# Text segment
We follow this basketful of crushed beans into the adjoining section. It is called the kuofang. Here the crushed beans are steamed over shallow iron pots about half full of boiling water. After some half-hour's steaming the bean wafers are ready and soft enough to be moulded. They are emptied into a bottomless wooden mold which has been fitted into two iron hoops and lined with long grasses, which are always used as the covering for beans in the press. When the steamed bean wafers are sufficiently pressed into the grass envelope, the wooden frame is lifted and the iron hoops adjusted about one inch apart on the outside of the grass covering. The workmen keep on with the same process of wrapping the steamed beans into the grass coverings one on top of another until five of the grass-covered cakes are heaped up. These are taken into the next section of the factory.

# Dataset extract

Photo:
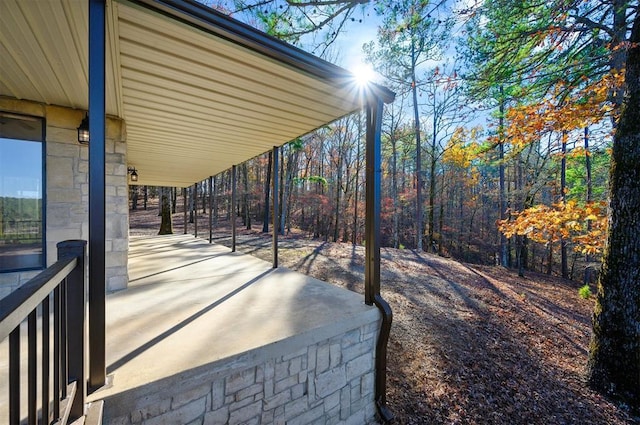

# Tasks and exercises
1. List every object in the bean-press passage that is described as made of iron or wood. Name each one once.
2. Substitute "soybeans" for "beans" in the bean-press passage, and write out everything from "We follow this" down to "of the factory." with that change.
The data bears no relation to the bean-press passage.

# List of solutions
1.
- Shallow iron pots
- Bottomless wooden mold
- Iron hoops
- Wooden frame

2.
We follow this basketful of crushed soybeans into the adjoining section. It is called the kuofang. Here the crushed soybeans are steamed over shallow iron pots about half full of boiling water. After some half-hour's steaming the bean wafers are ready and soft enough to be moulded. They are emptied into a bottomless wooden mold which has been fitted into two iron hoops and lined with long grasses, which are always used as the covering for soybeans in the press. When the steamed bean wafers are sufficiently pressed into the grass envelope, the wooden frame is lifted and the iron hoops adjusted about one inch apart on the outside of the grass covering. The workmen keep on with the same process of wrapping the steamed soybeans into the grass coverings one on top of another until five of the grass-covered cakes are heaped up. These are taken into the next section of the factory.